• **Excerpted text**:

════════════════════

How can you chat with a pdf which doesn’t fit in the context window? I mean with...

htsh · on Dec 10, 2023

That is what the RAG system does. The PDF is chunked and thrown into a vector store. And then when prompted, only the relevant bits are retrieved and stuffed into the context and sent to the LLM.

So yeah it's kinda smoke and mirrors. In some cases, for some long PDFs, it works really well. If it's a 500 page PDF with many disparate topics, it may do fine.

freedomben · on Dec 10, 2023

Indeed. Would only add, context windows are continually multiplying in size. Who knows how long Moore's Law will apply here, but it's a continually improving window.

saberience · on Dec 10, 2023

I've found that the longer context windows don't seem to be a linear improvement in responses though. It's like the longer the context window, the quality of the response is perhaps broader, but less sharp or accurate. I've been using GPT4-turbo with the longer context window for coding tasks but it doesn't seem to have improved the responses as much as you would think, it seems to be more "distracted" now, which perhaps makes some intuitive sense.

I can give gpt4-turbo many full code files to try and solve a complex coding task but despite the larger window it seems to fail more often or ignore parts of the context window or just doesn't really answer the question.

saberience · on Dec 10, 2023

That assumes that only one part of the PDF, which fits in the context window, is relevant to the prompt, which seems like a fairly big assumption.

════════════════════

• **Collected data**:
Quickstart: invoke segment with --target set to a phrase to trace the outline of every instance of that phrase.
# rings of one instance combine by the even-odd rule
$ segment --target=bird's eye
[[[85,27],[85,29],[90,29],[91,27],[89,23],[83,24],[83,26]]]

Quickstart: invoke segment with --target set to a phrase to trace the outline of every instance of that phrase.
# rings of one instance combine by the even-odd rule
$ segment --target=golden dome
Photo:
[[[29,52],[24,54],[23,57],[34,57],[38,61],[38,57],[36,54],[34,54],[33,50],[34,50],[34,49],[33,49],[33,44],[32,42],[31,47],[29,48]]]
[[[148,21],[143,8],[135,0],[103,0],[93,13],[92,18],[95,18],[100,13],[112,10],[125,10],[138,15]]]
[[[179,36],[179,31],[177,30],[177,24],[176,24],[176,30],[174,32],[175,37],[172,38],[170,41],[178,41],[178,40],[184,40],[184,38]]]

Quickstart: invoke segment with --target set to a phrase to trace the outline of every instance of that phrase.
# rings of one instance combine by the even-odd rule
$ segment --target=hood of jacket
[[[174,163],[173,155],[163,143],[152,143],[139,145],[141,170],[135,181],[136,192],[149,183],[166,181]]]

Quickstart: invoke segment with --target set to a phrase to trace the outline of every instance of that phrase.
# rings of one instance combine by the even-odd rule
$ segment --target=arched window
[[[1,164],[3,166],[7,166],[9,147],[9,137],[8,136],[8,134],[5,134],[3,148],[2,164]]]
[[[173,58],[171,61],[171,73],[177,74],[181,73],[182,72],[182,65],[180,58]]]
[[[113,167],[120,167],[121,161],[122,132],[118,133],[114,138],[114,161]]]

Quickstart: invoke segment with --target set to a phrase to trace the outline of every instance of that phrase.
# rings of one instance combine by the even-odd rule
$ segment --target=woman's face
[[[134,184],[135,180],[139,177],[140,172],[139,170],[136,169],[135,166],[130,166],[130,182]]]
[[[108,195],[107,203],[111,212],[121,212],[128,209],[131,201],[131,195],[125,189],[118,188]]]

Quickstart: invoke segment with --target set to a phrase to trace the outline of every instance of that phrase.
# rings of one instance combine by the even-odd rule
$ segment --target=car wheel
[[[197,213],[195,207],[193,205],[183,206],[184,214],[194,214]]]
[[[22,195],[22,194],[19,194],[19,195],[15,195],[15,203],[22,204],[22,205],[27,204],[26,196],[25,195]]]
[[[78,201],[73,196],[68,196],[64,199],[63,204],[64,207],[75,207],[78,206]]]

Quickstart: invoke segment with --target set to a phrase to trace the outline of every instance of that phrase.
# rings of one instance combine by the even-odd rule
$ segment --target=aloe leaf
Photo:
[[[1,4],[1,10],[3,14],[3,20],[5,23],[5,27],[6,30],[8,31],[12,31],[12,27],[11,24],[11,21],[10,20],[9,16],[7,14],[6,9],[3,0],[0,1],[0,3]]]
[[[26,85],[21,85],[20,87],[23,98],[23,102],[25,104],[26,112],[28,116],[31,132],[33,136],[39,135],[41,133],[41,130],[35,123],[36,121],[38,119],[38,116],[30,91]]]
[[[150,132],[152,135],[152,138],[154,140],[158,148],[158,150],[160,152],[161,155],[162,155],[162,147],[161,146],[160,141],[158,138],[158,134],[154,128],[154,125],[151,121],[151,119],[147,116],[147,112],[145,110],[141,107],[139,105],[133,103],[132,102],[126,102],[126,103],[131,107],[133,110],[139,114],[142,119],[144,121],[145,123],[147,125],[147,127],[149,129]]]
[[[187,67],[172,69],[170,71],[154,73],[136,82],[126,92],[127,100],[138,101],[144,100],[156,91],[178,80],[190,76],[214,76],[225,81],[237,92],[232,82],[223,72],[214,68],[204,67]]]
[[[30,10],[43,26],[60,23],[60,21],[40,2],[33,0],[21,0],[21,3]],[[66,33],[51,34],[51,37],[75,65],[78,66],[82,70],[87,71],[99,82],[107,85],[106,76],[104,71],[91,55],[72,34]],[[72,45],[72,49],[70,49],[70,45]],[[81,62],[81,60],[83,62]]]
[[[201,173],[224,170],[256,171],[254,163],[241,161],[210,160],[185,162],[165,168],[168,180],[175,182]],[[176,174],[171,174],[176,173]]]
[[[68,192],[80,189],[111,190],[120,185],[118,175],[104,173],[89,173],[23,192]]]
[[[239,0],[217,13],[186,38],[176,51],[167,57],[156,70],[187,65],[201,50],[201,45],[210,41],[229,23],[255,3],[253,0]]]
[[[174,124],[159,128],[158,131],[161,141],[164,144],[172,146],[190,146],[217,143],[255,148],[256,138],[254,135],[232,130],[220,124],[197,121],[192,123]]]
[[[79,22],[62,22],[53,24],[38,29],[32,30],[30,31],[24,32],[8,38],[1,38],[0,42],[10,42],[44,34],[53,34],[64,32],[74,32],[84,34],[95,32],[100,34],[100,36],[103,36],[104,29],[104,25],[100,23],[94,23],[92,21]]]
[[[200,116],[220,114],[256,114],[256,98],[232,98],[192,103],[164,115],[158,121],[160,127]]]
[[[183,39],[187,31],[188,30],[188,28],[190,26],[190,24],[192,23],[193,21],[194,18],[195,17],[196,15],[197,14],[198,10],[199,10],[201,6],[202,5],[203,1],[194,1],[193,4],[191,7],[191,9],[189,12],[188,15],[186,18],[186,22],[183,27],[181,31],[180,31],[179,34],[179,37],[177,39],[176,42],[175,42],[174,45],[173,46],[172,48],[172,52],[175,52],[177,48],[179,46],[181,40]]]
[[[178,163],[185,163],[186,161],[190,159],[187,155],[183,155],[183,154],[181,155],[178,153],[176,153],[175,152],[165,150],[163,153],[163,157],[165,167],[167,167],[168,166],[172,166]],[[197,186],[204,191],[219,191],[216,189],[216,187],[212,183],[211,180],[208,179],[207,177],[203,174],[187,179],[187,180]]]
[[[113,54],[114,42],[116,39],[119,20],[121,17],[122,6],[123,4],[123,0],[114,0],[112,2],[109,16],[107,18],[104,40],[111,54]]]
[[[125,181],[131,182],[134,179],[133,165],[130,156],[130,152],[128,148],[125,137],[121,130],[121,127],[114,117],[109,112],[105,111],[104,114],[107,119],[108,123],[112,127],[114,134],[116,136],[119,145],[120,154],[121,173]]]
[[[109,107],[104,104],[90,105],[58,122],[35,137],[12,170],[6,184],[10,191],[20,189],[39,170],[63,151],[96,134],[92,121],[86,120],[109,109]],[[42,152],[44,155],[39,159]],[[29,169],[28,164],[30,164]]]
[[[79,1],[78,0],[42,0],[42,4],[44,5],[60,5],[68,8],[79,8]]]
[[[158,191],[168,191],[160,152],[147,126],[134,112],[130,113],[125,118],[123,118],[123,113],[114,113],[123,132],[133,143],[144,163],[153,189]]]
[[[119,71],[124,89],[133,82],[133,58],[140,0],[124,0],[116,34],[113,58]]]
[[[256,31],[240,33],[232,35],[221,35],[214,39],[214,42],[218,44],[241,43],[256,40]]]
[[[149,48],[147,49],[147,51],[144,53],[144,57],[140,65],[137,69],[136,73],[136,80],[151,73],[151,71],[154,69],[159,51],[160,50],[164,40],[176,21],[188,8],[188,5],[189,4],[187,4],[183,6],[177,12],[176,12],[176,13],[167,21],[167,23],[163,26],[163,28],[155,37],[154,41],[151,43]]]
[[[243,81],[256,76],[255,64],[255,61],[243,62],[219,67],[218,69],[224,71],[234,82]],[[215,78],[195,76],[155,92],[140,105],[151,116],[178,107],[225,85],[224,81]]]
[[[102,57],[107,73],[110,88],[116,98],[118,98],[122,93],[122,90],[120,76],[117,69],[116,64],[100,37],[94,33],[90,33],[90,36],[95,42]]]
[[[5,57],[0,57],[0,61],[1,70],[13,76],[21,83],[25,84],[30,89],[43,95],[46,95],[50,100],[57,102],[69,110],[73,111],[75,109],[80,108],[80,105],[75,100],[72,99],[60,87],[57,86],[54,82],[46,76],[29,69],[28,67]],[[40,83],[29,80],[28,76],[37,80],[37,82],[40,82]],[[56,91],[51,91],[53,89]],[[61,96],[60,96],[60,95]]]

════════════════════

• **Task instructions**:
a – Reproduce the forum thread word for word between "I've found that" and "answer the question.", inclusive.
b – According to the forum thread, what is done to the PDF before it goes into a vector store?

• **Solution set**:
a –
I've found that the longer context windows don't seem to be a linear improvement in responses though. It's like the longer the context window, the quality of the response is perhaps broader, but less sharp or accurate. I've been using GPT4-turbo with the longer context window for coding tasks but it doesn't seem to have improved the responses as much as you would think, it seems to be more "distracted" now, which perhaps makes some intuitive sense.

I can give gpt4-turbo many full code files to try and solve a complex coding task but despite the larger window it seems to fail more often or ignore parts of the context window or just doesn't really answer the question.

b – The PDF is chunked.